DATA FOR ANALYSIS:
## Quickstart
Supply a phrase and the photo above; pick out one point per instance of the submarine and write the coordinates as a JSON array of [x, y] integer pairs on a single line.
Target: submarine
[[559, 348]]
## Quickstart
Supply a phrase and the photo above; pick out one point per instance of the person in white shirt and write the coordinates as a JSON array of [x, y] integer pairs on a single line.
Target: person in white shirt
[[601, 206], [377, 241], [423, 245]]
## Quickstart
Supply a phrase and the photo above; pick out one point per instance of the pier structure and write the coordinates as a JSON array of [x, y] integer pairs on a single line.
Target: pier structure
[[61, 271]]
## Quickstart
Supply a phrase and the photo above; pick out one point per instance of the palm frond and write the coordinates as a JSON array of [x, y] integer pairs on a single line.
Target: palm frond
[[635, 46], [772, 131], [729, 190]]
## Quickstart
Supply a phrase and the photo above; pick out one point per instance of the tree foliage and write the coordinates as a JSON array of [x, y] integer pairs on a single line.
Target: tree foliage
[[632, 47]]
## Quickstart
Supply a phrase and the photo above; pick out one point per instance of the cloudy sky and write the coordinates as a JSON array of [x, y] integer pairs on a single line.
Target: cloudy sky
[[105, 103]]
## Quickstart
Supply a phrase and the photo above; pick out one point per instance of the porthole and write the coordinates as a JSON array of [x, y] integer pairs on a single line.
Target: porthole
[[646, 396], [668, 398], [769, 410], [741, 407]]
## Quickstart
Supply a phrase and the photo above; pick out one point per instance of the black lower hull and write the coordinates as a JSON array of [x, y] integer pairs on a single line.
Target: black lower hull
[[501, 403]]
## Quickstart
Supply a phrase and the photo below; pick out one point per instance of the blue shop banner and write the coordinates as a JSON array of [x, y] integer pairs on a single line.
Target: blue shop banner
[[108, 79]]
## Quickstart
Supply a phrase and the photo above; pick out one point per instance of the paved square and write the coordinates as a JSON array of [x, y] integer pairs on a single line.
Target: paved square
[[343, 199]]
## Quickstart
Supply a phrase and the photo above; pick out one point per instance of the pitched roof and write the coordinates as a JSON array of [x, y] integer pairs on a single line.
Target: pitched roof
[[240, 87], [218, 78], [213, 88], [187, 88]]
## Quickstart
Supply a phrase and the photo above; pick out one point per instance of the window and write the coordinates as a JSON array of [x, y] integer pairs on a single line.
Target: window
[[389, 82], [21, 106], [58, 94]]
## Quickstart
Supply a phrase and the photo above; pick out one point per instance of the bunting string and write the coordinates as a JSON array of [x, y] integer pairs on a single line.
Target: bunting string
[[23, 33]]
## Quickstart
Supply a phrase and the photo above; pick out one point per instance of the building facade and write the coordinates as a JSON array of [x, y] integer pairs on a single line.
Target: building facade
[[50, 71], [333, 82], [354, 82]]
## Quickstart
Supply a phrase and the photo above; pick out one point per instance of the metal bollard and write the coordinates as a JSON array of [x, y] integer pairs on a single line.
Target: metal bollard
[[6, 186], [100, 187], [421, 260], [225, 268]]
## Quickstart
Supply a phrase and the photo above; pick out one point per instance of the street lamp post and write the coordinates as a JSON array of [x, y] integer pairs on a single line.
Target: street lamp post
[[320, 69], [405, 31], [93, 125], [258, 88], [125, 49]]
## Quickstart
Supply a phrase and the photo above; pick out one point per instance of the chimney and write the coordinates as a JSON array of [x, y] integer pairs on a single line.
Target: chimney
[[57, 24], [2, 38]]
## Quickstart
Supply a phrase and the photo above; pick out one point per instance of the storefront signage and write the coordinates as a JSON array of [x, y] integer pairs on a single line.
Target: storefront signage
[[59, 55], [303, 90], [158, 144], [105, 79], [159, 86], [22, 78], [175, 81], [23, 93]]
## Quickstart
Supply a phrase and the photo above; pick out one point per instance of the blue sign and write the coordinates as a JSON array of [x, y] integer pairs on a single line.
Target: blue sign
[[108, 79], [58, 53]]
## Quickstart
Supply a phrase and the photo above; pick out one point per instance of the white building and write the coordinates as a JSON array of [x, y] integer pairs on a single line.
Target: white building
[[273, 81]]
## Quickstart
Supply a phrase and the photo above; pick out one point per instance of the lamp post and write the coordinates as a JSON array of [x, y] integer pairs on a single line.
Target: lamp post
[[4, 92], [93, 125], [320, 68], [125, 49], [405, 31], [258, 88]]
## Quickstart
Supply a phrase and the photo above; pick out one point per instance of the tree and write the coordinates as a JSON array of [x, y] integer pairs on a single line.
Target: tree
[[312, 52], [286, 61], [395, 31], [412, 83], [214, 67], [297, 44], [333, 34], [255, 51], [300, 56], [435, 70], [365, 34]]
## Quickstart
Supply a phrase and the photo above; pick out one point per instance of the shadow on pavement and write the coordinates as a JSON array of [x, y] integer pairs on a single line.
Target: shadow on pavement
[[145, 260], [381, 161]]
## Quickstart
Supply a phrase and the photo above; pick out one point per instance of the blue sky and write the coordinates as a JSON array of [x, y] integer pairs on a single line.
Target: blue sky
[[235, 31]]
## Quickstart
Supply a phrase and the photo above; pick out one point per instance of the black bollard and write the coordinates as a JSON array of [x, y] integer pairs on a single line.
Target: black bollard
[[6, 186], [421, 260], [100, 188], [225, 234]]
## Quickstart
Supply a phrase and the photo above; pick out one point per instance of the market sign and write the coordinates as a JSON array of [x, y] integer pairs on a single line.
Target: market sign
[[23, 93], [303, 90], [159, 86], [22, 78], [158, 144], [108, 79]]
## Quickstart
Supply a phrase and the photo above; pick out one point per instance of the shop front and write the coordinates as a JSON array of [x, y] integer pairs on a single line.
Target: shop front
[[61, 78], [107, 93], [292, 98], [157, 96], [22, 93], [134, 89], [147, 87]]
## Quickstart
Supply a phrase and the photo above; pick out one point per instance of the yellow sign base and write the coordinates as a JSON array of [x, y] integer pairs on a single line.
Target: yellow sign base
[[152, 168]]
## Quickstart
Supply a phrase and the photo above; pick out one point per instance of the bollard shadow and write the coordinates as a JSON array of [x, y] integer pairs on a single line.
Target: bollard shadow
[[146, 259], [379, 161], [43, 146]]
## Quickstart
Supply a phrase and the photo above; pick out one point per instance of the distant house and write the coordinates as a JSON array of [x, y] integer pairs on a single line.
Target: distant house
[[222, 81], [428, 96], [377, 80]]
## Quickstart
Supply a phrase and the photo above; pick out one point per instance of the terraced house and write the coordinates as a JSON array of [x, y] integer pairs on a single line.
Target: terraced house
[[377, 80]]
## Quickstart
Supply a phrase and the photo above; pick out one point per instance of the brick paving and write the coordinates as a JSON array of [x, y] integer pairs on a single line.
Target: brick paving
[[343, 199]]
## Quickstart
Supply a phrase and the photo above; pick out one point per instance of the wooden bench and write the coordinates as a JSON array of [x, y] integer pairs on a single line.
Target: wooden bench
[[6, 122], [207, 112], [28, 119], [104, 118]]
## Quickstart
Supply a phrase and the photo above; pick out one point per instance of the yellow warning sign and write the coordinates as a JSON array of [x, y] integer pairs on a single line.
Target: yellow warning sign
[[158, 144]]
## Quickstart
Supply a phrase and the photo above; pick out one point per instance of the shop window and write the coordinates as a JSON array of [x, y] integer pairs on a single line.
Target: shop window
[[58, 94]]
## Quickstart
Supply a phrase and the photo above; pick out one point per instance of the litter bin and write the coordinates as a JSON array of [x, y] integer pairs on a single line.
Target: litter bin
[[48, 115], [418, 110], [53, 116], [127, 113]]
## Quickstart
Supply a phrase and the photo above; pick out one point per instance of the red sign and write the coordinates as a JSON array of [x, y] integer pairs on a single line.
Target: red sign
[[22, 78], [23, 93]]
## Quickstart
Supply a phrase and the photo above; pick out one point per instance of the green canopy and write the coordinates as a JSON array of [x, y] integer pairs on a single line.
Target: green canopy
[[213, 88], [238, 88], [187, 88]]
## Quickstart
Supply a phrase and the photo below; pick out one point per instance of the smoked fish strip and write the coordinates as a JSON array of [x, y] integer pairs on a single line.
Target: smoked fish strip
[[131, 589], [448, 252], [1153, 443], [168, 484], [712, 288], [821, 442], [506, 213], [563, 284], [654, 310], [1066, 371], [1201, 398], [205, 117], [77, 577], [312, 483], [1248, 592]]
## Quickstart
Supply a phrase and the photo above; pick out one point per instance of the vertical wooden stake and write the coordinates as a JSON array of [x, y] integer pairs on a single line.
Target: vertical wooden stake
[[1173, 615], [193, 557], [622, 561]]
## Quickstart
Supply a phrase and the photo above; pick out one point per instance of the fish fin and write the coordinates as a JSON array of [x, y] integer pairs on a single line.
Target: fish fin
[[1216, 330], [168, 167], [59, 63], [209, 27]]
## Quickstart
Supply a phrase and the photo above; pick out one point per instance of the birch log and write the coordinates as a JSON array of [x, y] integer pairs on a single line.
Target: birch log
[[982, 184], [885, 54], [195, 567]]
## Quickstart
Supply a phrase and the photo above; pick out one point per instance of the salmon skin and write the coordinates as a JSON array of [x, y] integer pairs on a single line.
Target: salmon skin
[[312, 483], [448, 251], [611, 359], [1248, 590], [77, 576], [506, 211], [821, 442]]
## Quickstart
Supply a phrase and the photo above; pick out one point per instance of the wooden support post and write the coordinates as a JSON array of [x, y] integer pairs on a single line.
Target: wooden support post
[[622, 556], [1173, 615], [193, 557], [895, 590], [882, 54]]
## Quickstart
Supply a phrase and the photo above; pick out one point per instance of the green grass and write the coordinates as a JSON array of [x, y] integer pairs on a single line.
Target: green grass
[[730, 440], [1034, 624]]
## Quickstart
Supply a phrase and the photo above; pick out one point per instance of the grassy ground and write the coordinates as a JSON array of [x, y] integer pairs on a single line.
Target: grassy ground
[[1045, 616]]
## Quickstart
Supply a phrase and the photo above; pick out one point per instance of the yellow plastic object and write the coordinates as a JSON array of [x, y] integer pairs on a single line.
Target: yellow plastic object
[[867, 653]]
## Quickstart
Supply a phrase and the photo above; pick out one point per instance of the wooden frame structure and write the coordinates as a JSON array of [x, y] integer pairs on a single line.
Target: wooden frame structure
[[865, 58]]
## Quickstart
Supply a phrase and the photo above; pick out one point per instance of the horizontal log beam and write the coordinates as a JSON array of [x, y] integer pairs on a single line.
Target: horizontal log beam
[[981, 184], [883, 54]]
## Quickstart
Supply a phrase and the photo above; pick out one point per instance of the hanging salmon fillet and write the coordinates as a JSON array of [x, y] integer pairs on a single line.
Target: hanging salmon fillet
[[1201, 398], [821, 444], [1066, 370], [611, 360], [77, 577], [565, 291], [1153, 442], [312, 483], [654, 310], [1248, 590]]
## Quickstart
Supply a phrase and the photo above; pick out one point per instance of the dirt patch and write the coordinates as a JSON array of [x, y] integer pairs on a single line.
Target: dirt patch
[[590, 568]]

EXERCISE PROMPT:
Please write out exactly the lines from the start of the data through the line that contains "of the palm", both ends included, and nothing else.

EXPECTED ANSWER:
## Quickstart
Supply a phrase and the photo above; pick out one point per instance of the submarine and write the coordinates as a JSON array of [x, y] integer pairs on a single line.
Target: submarine
[[559, 348]]
## Quickstart
Supply a phrase and the photo above; pick out one point per instance of the person in white shirt and write the coordinates as a JSON array of [x, y] integer pairs on a single line.
Target: person in white shirt
[[601, 206], [377, 241], [423, 245]]
## Quickstart
Supply a phrase and the photo above; pick out one point per instance of the pier structure and write the coordinates as a JSON array of [x, y] integer pairs on a single line.
Target: pier structure
[[61, 271]]
## Quickstart
Supply a phrase and the photo above; pick out one point per instance of the palm frond and write the coordinates as a JSON array of [x, y] integer pairs on a single line.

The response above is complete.